Япония, напротив, вплотную приблизилась к идеалу городской системы с широким непрерывным спектром численности населения. Так же как и Китай в прежние времена, хотя в XIX веке в этой стране отсутствовали малые города в диапазоне 10-20 тыс. человек, а быстрый рост крупных городов ограничивался несколькими мегаполисами, почти все из которых находились на побережье или вблизи него. Подозрение, что подобные разрывы и диспропорции на оси размеров указывают на слабые торговые связи между городами, тем не менее опровергается выводами китайских историков, которые смогли продемонстрировать все большую интеграцию "национального" рынка. Иными словами, проблематично отталкиваться от "эстетической", навеянной Западом нормы о единой иерархии городов, не выяснив, как именно экономически функционируют различные структуры. В Китае, за исключением нескольких прибрежных мегаполисов, росли по численности населения и среднему размеру в основном те города, которые не являлись административными центрами и могли заниматься торговлей при незначительном государственном регулировании (специалисты в этой области говорят о "неадминистративных рыночных центрах"). Поэтому "неидеальная" иерархия вполне могла иметь определенный функциональный смысл.

3. Между деурбанизацией и гиперростом

Мы должны быть осторожны в оценках. Быстрый количественный рост городов сам по себе не является признаком стремительной модернизации, а деурбанизация не всегда, хотя и часто, является проявлением кризиса и стагнации. В Японии, как и в Европе, так называемая протоиндустриализация XVIII века сопровождалась эмиграцией из крупных городов. Фактически деурбанизация была характерна для различных частей Европы до 1800 года - например, для Португалии, Испании, Италии, Нидерландов. Однако обеднение жизни городов на юге Европы выражало общую тенденцию к смещению центра европейской городской культуры на Север и в Атлантику. Лишь около 1840 г. упадок старых городов на Юге приостановился.

- **Представленные данные**
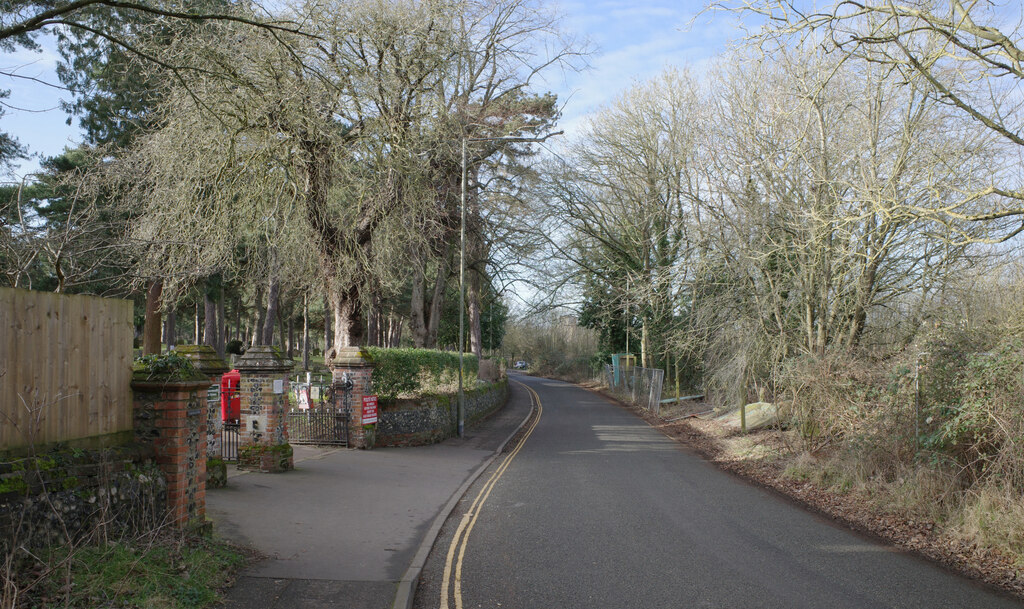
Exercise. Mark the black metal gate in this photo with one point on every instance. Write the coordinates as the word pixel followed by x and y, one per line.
pixel 229 440
pixel 326 426
pixel 325 423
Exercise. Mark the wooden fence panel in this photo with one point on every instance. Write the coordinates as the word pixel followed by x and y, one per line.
pixel 65 366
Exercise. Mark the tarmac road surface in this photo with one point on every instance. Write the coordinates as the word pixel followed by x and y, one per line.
pixel 597 509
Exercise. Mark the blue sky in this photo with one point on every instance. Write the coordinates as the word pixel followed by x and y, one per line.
pixel 633 41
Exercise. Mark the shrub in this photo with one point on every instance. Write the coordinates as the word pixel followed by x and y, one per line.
pixel 398 372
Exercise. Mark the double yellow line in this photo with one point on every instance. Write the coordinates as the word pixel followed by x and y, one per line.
pixel 458 548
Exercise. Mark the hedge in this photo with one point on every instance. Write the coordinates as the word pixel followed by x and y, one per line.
pixel 415 371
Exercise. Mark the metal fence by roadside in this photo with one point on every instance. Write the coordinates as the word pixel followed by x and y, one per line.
pixel 639 386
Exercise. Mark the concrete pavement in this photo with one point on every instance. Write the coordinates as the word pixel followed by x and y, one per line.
pixel 343 528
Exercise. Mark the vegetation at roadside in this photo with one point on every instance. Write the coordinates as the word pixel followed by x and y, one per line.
pixel 399 373
pixel 161 571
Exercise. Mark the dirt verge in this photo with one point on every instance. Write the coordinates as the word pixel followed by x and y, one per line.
pixel 763 466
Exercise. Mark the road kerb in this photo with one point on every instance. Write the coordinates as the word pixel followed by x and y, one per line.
pixel 407 586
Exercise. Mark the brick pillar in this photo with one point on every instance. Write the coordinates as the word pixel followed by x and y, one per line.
pixel 206 360
pixel 355 364
pixel 263 392
pixel 171 417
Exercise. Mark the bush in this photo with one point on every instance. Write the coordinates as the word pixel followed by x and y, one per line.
pixel 398 372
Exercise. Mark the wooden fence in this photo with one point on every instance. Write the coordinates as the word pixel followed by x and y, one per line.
pixel 65 366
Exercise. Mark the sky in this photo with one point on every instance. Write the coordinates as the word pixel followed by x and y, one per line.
pixel 633 41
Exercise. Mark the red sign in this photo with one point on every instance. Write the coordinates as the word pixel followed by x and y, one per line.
pixel 369 409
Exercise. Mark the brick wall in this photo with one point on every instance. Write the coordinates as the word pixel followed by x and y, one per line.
pixel 433 419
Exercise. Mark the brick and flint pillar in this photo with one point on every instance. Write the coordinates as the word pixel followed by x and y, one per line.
pixel 356 365
pixel 171 417
pixel 206 360
pixel 263 392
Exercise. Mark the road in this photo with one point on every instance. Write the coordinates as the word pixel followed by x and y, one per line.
pixel 596 509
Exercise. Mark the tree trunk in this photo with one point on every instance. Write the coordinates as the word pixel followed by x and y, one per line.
pixel 417 304
pixel 437 301
pixel 238 316
pixel 282 334
pixel 260 311
pixel 221 323
pixel 151 330
pixel 198 325
pixel 374 323
pixel 395 324
pixel 475 334
pixel 305 331
pixel 291 334
pixel 347 318
pixel 328 334
pixel 170 330
pixel 271 311
pixel 210 325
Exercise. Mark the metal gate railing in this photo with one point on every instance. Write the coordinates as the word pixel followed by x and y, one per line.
pixel 318 426
pixel 639 386
pixel 229 440
pixel 320 420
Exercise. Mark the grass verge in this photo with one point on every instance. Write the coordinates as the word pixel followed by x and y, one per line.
pixel 162 571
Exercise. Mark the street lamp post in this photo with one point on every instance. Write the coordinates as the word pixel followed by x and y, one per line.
pixel 462 264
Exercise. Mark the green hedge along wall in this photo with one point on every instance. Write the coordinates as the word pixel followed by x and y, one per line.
pixel 398 372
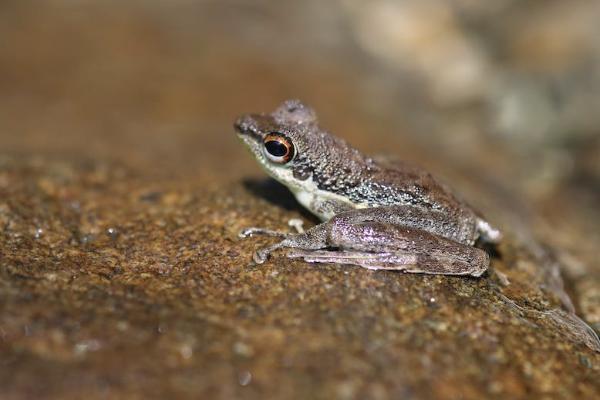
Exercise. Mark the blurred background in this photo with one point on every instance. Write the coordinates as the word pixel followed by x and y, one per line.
pixel 505 90
pixel 503 93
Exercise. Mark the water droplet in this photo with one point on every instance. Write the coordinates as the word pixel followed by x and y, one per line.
pixel 112 233
pixel 244 378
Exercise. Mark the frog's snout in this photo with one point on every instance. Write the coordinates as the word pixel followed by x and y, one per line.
pixel 243 124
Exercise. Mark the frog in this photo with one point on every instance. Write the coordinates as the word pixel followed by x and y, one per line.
pixel 374 213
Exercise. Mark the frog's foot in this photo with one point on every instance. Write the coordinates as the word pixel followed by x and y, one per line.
pixel 392 261
pixel 252 231
pixel 297 224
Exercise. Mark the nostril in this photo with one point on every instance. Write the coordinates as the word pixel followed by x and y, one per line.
pixel 243 124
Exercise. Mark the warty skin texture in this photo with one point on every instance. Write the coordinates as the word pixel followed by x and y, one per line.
pixel 377 215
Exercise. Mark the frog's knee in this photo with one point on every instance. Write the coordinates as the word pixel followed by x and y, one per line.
pixel 487 232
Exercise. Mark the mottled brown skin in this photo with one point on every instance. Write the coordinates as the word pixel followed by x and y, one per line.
pixel 377 215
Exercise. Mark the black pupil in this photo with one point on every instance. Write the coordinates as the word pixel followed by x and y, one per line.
pixel 276 148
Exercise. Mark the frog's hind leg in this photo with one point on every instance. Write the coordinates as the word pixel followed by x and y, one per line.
pixel 379 246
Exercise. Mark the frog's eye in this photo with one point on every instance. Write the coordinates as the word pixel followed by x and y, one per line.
pixel 278 148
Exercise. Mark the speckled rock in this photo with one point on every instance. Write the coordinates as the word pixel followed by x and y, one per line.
pixel 112 284
pixel 123 189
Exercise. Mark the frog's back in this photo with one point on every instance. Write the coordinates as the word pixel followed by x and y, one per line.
pixel 399 183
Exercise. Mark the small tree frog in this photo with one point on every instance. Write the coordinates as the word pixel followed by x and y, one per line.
pixel 375 214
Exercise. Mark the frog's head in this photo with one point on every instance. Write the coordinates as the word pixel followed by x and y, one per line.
pixel 283 141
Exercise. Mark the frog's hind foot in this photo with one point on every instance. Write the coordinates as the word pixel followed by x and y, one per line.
pixel 393 261
pixel 254 231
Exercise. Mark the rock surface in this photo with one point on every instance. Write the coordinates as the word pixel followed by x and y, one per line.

- **Что сделать**
**1.** Представь записи от их начала до строки с "pixel 763 466" включительно в виде CSV с двумя столбцами prompt и target, по одной строке на каждую запись. Текст записи и её ответ помести каждый в одно поле в кавычках, переносы строк замени пробелами, а изображения в ответ не включай.
**2.** Продолжи текст о развитии городов в Японии, Китае и Европе, начав сразу после его последнего предложения.
Текст и записи никак не связаны друг с другом.

- **Ответы к упражнению**
**1.**
prompt,target
"Exercise. Mark the black metal gate in this photo with one point on every instance. Write the coordinates as the word pixel followed by x and y, one per line.","pixel 229 440 pixel 326 426 pixel 325 423"
"Exercise. Mark the wooden fence panel in this photo with one point on every instance. Write the coordinates as the word pixel followed by x and y, one per line.","pixel 65 366"
"Exercise. Mark the tarmac road surface in this photo with one point on every instance. Write the coordinates as the word pixel followed by x and y, one per line.","pixel 597 509"
"Exercise. Mark the blue sky in this photo with one point on every instance. Write the coordinates as the word pixel followed by x and y, one per line.","pixel 633 41"
"Exercise. Mark the shrub in this photo with one point on every instance. Write the coordinates as the word pixel followed by x and y, one per line.","pixel 398 372"
"Exercise. Mark the double yellow line in this photo with one point on every instance. Write the coordinates as the word pixel followed by x and y, one per line.","pixel 458 548"
"Exercise. Mark the hedge in this photo with one point on every instance. Write the coordinates as the word pixel followed by x and y, one per line.","pixel 415 371"
"Exercise. Mark the metal fence by roadside in this photo with one point on every instance. Write the coordinates as the word pixel followed by x and y, one per line.","pixel 639 386"
"Exercise. Mark the concrete pavement in this photo with one point on every instance. Write the coordinates as the word pixel followed by x and y, one per line.","pixel 343 528"
"Exercise. Mark the vegetation at roadside in this photo with one point on every instance. Write the coordinates as the word pixel followed by x and y, one per line.","pixel 399 373 pixel 161 571"
"Exercise. Mark the dirt verge in this photo with one point on every instance. Write the coordinates as the word pixel followed by x and y, one per line.","pixel 763 466"

**2.**
Исключением, однако, стали Балканы. По сравнению с другими регионами, находящимися на аналогичном уровне экономического развития, он отличался высокой степенью урбанизации. Это не было результатом специфической динамики XIX века, а наследием более ранних событий: прежде всего, высокого значения, которое османы придавали городской культуре, и важности укрепленных городов-гарнизонов. После окончания османского владычества ряд балканских стран пережил этап деурбанизации. Особенно ярко это проявилось в Сербии в период смуты 1789-1815 гг. В Белграде, где в 1777 году насчитывалось около 6 тыс. домов, в 1834 году их было всего 769. Сербская революция разрушила османские институты с такой тщательностью, что даже их городская структура оказалась невостребованной. Аналогичный процесс произошел после 1878 г. в Черногории, а в Болгарии наблюдался, по крайней мере, длительный городской спад.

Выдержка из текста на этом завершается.